(GOAL OF THE EXERCISE): Multiply each coordinate in the answers below by 0.95, rounding to the nearest whole number with halves rounded up. Then write out every line of the listing again, requests included, using the new coordinates.

--- Begin PROVIDED MATERIAL ---

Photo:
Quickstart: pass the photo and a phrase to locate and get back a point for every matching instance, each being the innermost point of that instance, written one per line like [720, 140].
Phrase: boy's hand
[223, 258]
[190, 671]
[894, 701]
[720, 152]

--- End PROVIDED MATERIAL ---

(ANSWER BELOW):
Photo:
Quickstart: pass the photo and a phrase to locate and get back a point for every matching instance, each being the innermost point of that instance, written one per line like [720, 140].
Phrase: boy's hand
[212, 245]
[181, 637]
[849, 666]
[684, 144]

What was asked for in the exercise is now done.